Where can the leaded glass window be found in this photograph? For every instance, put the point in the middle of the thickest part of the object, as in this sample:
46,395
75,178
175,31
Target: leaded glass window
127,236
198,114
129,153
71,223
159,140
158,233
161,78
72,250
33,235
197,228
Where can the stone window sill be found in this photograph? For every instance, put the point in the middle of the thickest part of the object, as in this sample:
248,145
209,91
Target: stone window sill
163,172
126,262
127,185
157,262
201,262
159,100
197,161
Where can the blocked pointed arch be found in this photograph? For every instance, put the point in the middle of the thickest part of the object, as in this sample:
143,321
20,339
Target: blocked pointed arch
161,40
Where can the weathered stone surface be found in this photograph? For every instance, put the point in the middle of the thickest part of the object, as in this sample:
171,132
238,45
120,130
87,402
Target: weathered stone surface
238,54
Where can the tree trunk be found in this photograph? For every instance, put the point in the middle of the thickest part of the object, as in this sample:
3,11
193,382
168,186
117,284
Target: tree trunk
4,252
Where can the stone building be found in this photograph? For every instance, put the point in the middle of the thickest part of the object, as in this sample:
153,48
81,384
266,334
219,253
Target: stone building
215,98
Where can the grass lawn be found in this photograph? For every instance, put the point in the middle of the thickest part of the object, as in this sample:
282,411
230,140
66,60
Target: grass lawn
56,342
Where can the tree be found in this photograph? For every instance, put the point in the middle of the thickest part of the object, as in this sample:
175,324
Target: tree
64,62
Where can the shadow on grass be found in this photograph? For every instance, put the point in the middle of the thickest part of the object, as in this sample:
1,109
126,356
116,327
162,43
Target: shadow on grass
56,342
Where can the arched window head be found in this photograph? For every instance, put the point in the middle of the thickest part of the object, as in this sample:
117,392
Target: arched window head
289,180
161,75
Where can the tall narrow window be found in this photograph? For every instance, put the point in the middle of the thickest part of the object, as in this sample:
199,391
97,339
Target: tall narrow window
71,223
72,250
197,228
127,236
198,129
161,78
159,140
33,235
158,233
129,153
---
## [Required work]
Everything in the listing must be returned word for word.

## [Answer to this problem]
Where can the leaded glass window be found in this photograph? For every instance, put the point in the middle of the thickest part of the object, as in this sample:
46,395
75,178
175,31
Target: leaded glass window
127,236
198,114
129,153
71,223
159,140
158,233
161,78
72,250
33,235
197,228
Where can the stone window sill be found in this photograph? For every instance, put the point in the middle of the thickest part of the object, as in this sample:
248,145
209,91
Target: stone window sill
163,172
126,262
127,185
157,262
201,262
159,100
197,161
Where can the blocked pointed arch be found in this photograph? For every instance, put the point in the middle of the thickest part of the object, as in this sample:
143,321
20,339
Target: blocked pointed arch
161,40
Where can the weathered stone surface be found in this photograph? For every instance, put the point in the middle of the thickest part of the object, as in this sample:
171,132
238,45
120,130
87,402
Target: weathered stone surface
238,54
Where can the tree trunk be found in this photograph? For every instance, put the point in the middle of the thickest part of the object, as in this sample:
3,11
193,382
168,186
117,284
Target: tree trunk
4,252
Where can the stone building be found in this photograph? For every instance, put the point in the middle of the thickest part of the object, as in this sample:
153,48
81,384
266,334
219,253
Target: stone building
215,98
Where can the grass lawn be found in this photograph? For every instance, put the point in the middle of the thickest part of the object, as in this sample:
282,411
230,140
66,60
Target: grass lawn
56,342
Where can the tree be found in this photograph? For every instance, put the point in the middle of the thickest part of the object, as in this sample:
175,324
Target: tree
64,62
Where can the shadow on grass be found in this photograph? For every instance, put the point in the middle of the thickest part of the object, as in this sample:
1,109
126,356
116,327
162,43
Target: shadow on grass
56,342
Where can the arched window head be found in this photograph? For every instance, put the point in the middle of the thickest part of the object, as in this sample:
117,392
Target: arched window head
289,180
161,75
Where can the tall narrow window be found in this photograph? For every instance, put the point in the middle of the thickest part of the object, as in this sample:
199,391
97,339
Target: tall narrow window
71,223
72,250
197,228
127,236
198,129
161,78
159,140
33,235
158,233
129,153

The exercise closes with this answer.